Stored dataset items:
— start —
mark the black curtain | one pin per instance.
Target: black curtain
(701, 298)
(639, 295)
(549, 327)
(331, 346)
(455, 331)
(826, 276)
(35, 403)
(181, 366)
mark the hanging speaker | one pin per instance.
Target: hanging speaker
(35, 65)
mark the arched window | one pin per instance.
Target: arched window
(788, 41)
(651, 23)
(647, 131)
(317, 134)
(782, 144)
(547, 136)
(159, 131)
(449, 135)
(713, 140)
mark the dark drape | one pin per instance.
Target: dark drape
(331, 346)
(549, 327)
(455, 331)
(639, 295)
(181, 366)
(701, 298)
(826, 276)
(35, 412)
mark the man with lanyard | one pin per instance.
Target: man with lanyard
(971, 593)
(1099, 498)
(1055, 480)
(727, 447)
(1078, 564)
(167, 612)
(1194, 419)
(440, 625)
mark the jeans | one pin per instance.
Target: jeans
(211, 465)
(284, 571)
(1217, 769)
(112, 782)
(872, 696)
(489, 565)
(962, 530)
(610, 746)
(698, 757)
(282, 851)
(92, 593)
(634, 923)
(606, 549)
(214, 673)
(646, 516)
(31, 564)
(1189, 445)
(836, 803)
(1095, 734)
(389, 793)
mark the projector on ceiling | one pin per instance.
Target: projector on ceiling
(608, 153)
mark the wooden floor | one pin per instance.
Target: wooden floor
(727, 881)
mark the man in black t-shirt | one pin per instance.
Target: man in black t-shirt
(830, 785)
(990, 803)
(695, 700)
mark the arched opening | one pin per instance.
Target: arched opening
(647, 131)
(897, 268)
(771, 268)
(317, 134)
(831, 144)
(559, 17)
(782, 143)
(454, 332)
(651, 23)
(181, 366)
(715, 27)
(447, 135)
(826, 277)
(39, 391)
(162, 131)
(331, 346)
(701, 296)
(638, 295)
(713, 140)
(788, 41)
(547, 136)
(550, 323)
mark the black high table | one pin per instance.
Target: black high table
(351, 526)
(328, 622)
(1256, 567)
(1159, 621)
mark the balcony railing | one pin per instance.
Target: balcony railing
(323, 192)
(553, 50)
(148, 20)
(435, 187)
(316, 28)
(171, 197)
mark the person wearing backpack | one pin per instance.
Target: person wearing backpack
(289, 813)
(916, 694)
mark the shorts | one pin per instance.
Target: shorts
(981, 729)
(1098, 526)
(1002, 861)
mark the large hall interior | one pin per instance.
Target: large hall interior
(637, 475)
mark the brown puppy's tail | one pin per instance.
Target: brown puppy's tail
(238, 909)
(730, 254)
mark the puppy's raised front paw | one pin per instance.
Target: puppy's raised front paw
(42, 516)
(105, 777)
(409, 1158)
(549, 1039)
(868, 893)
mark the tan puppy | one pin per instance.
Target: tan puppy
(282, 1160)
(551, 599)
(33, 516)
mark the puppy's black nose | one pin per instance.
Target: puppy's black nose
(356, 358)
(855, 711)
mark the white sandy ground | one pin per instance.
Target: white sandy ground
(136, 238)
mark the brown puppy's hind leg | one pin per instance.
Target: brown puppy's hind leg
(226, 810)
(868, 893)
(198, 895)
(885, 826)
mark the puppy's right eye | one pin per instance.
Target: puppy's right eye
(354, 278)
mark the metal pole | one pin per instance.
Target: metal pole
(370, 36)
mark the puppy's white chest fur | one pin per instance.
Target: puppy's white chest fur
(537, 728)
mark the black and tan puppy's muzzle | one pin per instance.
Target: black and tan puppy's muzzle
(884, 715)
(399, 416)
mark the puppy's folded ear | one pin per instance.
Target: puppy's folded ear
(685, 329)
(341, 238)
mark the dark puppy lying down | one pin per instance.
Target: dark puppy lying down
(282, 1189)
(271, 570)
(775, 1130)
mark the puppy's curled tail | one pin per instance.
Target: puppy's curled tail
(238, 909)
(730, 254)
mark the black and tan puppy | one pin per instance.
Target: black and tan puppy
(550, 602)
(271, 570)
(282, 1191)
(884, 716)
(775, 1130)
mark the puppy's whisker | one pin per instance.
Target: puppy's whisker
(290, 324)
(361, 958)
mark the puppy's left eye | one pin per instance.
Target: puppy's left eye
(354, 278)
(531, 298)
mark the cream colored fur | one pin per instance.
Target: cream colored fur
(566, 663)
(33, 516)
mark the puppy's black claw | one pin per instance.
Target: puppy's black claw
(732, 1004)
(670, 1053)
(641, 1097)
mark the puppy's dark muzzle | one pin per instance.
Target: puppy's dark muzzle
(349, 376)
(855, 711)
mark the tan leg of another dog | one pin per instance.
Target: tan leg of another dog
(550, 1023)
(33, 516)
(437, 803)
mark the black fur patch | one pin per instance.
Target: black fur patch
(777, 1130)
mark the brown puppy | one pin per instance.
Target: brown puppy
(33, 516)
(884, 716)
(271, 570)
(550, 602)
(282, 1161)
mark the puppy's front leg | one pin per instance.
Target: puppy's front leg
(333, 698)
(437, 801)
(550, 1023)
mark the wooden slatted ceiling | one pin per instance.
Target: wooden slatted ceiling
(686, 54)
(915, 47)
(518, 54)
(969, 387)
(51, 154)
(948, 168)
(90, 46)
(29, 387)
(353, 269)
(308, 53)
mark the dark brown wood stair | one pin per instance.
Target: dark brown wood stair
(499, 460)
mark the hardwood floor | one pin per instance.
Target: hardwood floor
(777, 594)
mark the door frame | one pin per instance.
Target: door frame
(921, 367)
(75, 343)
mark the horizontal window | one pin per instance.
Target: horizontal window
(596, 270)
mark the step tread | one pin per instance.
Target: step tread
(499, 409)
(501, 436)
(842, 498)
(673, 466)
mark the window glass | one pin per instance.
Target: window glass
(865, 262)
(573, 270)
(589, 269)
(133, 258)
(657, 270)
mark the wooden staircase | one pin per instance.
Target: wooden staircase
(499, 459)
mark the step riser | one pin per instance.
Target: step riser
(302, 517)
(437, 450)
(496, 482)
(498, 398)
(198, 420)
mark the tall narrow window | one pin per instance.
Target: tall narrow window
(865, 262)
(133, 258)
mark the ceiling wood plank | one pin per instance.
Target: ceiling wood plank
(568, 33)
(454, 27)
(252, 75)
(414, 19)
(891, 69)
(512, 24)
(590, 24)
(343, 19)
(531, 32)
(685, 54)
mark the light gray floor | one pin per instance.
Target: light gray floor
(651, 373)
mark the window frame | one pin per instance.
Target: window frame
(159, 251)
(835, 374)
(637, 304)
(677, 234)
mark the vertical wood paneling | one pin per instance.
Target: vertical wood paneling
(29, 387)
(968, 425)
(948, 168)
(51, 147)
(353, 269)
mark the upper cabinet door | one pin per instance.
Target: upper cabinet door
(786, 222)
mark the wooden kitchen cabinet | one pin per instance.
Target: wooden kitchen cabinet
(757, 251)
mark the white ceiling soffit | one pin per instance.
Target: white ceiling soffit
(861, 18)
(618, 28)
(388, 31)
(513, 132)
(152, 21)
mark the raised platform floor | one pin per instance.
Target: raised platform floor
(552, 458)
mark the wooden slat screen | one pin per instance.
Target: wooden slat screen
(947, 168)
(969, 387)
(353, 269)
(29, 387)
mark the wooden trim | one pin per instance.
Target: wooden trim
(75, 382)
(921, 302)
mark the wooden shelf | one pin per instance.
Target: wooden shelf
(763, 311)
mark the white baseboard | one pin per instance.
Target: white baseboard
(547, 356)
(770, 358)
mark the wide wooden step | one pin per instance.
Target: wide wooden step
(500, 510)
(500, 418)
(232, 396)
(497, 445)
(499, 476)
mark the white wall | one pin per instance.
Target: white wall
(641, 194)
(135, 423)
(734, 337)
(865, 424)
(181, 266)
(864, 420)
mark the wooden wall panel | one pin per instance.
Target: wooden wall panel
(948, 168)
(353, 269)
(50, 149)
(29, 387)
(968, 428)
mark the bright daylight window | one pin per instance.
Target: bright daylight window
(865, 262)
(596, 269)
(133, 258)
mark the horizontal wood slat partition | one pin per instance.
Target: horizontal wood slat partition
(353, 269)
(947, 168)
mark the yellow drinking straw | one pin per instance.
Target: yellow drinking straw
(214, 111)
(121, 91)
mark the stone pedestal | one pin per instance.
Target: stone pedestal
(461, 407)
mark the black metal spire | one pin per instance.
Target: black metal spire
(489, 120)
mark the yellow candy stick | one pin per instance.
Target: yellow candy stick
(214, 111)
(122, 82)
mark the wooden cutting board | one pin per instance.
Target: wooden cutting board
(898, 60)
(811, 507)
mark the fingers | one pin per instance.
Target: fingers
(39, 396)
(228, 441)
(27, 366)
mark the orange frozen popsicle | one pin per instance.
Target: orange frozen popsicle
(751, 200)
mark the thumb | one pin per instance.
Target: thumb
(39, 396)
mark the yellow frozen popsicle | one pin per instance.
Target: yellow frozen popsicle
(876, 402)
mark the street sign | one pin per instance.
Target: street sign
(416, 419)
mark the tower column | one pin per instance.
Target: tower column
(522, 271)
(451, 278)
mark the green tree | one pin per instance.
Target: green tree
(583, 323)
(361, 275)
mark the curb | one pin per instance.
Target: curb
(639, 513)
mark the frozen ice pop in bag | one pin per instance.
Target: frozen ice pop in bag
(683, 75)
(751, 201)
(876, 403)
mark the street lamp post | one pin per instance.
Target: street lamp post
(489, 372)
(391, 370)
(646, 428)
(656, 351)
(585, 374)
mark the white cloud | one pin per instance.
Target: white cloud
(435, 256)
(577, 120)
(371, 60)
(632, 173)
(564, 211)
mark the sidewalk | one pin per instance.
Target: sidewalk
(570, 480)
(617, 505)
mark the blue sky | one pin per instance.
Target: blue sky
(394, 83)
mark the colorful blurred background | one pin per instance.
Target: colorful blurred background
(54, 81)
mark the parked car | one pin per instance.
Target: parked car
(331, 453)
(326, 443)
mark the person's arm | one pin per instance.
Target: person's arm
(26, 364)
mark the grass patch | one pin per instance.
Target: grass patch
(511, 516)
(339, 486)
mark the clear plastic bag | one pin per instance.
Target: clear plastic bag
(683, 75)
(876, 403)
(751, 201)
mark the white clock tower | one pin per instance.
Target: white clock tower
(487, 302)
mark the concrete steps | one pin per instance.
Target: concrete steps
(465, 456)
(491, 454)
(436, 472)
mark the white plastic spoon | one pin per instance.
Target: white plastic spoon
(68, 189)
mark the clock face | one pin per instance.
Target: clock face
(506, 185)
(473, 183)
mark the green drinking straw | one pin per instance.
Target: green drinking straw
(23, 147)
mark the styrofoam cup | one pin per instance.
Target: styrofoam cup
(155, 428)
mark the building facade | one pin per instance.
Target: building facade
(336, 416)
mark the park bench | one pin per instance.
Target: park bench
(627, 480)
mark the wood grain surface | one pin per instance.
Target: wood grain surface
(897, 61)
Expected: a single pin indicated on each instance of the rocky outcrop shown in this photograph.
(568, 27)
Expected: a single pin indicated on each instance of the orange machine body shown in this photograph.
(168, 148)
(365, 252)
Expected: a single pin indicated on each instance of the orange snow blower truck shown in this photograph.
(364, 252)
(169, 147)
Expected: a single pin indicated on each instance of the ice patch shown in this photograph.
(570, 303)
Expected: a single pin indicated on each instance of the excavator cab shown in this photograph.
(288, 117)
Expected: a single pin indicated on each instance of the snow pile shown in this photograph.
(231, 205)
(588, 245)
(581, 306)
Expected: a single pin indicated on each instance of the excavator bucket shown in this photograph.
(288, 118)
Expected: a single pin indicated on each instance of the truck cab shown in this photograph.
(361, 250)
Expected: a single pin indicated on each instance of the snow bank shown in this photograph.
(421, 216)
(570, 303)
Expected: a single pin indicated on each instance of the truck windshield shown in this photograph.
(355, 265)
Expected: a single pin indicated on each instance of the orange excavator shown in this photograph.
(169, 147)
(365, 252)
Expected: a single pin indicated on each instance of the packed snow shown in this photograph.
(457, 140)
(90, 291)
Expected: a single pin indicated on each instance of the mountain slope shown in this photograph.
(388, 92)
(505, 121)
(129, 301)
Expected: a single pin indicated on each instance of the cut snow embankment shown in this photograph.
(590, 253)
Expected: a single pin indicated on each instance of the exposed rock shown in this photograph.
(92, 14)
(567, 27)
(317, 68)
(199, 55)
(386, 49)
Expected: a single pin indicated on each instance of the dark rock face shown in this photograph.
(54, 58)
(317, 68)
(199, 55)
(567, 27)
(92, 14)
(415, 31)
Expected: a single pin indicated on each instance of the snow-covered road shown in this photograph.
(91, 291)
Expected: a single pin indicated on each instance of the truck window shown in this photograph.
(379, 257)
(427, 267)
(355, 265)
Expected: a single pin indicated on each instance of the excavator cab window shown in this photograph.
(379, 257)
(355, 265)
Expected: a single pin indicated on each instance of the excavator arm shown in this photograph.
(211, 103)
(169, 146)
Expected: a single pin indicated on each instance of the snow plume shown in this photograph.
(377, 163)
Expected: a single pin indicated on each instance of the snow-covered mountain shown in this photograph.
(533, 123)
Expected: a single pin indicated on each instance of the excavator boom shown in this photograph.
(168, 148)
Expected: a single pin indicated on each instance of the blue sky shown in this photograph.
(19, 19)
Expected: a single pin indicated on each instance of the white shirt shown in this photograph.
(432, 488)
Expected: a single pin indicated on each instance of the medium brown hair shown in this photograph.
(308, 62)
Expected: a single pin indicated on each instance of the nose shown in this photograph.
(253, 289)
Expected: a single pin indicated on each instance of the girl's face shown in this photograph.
— end —
_Problem description_: Give back the lines above exactly, from the one with "boom shown in this photograph." through the last line.

_Written answer_:
Expected: a single pin indicated on each instance of the excavator boom shown in this photograph.
(168, 148)
Expected: a single pin indicated on each instance of the blue sky shown in this photograph.
(19, 19)
Expected: a single pin indicated on each instance of the white shirt shown in this photograph.
(432, 488)
Expected: a single pin indicated on each instance of the medium brown hair shown in this photograph.
(308, 62)
Expected: a single pin indicated on each instance of the nose shown in this photograph.
(253, 289)
Expected: a single pin indicated on each instance of the girl's face shown in this photograph.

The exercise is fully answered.